STUDY TEXT:
——

It's Monday, so let me rain on this parade a little.
Current magnetic shield designs are adequate to protect against ionizing radiation from the sun. They aren't sufficient to protect against galactic cosmic radiation, which has a lot more energy in each particle. To effectively block that would take a shield with energy 100x greater. If Bamford's shield parameters from TildalWave's answer are used, then 500 kW of power would be needed. It can't be modulated according to current needs, it has to always be at that power level, because GCR fluctuates only very slowly, over the solar cycle, it isn't a matter of occasional storms like solar ionizing radiation. The mass and energy needs of such a system are prohibitive. The effect over time on human health of exposure to a magnetic field of such strength is unknown.
The health effect of cosmic rays at the levels in interplanetary space is not known. Exposure for a year or two may only increase the chances of cancer, or it could be debilitating, if not immediately then a few years down the road. Once we have much more data, it may turn out to be adequate to use a weaker magnetic field that diverts only particles with energies below 500 MeV, for instance - that would be the majority of particles. Or it might not.
See this article on the topic.
Edit: To clarify the potential danger of GCR, here is a table taken from the document the 2nd link goes to, which is an excellent, up to date summary of the matter:
The shielding postulated to calculate the last column is 3 g/cm2 of aluminum... plus the flesh of your body surrounding the important bits. Which is to say, they are assuming that if a 400 MeV proton hits a molecule in one of your muscles, that isn't really important, they are only considering the 'blood forming organs' (which doesn't include your brain). That alone, I think, communicates how much our knowledge of this is preliminary.
It is also critical to bear in mind that this shielding is calculated to help because it is so thin. Because that means that most particles will simply pass right through the whole ship practically as though it wasn't even there. Once one of those particles hits the nucleus of an atom in its path, that's when the real trouble begins. They smash new particles off the that nucleus, multiplying the problem. From Appendix E of NASA's "Space Settlements: A Design Study" (which is an excellent introduction):
There are three mechanisms that are important in mass shielding.
First, a charged particle excites electrons for many hundreds of
angstroms about its trajectory. This excitation extracts kinetic
energy at a roughly constant rate for relativistic particles and acts
as a braking mechanism. For relativistic protons in low-Z matter this
"linear energy transfer" is $2 MeV/g*cm^-2$ of matter. If the thickness
of the mass shield is great enough a particle of finite kinetic energy
is stopped. This is the least effective shielding mechanism in matter
for relativistic particles.
The second mechanism is nuclear attenuation. For silicon dioxide the
average nuclear cross section is 0.4 barn ($10^{-24}\ cm^2$). Thus if a
charged particle traverses far enough in the shield (composed of
silicon dioxide) it collides with a nucleus and loses energy by
inelastic collisions with the nuclear matter. The measure of how far a
particle must travel to have a substantial chance of nuclear collision
is the mean free path, which for silicon dioxide is $106 g/cm^2$ . This
mechanism is an exponential damper of primary beam particles.

——

Dataset items
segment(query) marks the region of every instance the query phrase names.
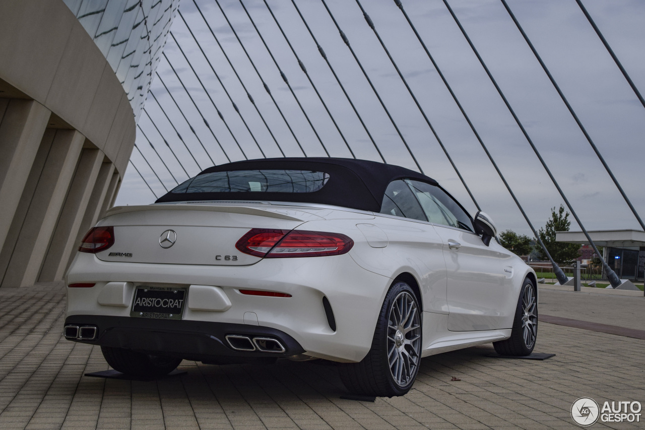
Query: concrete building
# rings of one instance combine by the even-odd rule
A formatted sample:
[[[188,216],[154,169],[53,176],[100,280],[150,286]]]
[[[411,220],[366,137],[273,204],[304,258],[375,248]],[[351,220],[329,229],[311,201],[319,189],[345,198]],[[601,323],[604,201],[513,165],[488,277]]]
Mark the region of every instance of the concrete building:
[[[62,279],[116,197],[177,0],[0,2],[0,286]]]

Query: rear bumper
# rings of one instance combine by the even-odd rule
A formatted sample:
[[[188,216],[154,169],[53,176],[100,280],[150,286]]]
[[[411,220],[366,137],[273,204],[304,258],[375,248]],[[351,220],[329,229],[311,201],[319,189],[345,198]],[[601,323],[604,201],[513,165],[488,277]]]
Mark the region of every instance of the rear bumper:
[[[185,360],[219,362],[221,358],[259,358],[286,357],[302,354],[303,347],[286,333],[267,327],[204,321],[153,320],[104,315],[72,315],[65,326],[96,327],[94,340],[74,342],[132,349],[147,354],[173,356]],[[283,353],[236,351],[227,335],[275,339]]]
[[[124,292],[123,305],[99,303],[108,282],[128,282],[135,287],[179,286],[188,289],[188,303],[179,323],[194,323],[199,327],[213,323],[275,329],[295,340],[307,355],[351,362],[361,361],[370,350],[378,314],[392,280],[366,271],[348,254],[265,259],[250,266],[227,267],[107,262],[93,254],[79,252],[68,272],[66,282],[68,285],[95,283],[92,288],[68,288],[66,316],[69,318],[87,315],[144,320],[130,316],[134,291]],[[192,285],[221,289],[230,302],[230,307],[211,311],[203,310],[200,303],[193,306],[190,297],[195,295]],[[244,295],[239,290],[244,289],[277,291],[292,297]],[[335,330],[328,322],[324,298],[333,310]],[[172,323],[150,321],[154,327]],[[212,334],[208,331],[203,333]],[[230,349],[224,347],[223,353],[228,354]]]

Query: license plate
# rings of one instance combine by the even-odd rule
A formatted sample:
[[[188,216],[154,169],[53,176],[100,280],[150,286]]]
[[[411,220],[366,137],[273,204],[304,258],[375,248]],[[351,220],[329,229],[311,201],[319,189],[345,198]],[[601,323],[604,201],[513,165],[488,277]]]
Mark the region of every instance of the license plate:
[[[159,320],[181,320],[186,289],[176,287],[137,287],[130,316]]]

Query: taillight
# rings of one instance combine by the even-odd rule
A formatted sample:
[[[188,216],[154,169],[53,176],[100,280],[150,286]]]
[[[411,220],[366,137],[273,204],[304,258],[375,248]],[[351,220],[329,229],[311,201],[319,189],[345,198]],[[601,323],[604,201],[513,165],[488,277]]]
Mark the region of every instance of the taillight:
[[[96,254],[114,245],[114,227],[97,227],[90,229],[81,241],[79,251]]]
[[[353,244],[350,238],[341,233],[252,229],[235,247],[259,257],[285,258],[340,255],[348,252]]]
[[[288,232],[288,230],[251,229],[237,241],[235,248],[244,254],[264,257]]]
[[[69,288],[92,288],[95,283],[70,283],[67,285]]]
[[[264,296],[264,297],[291,297],[291,294],[277,291],[261,291],[260,290],[239,290],[239,292],[247,296]]]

——

TASKS FOR THIS EXERCISE:
A - In the radiation-shielding text, how much power would a magnetic shield need if Bamford's shield parameters were used?
B - Output the part of the radiation-shielding text that opens with the words containing "The health effect" and closes with "it might not.".
The items are taken from a separate source.

PER-TASK ANSWERS:
A - 500 kW

B -
The health effect of cosmic rays at the levels in interplanetary space is not known. Exposure for a year or two may only increase the chances of cancer, or it could be debilitating, if not immediately then a few years down the road. Once we have much more data, it may turn out to be adequate to use a weaker magnetic field that diverts only particles with energies below 500 MeV, for instance - that would be the majority of particles. Or it might not.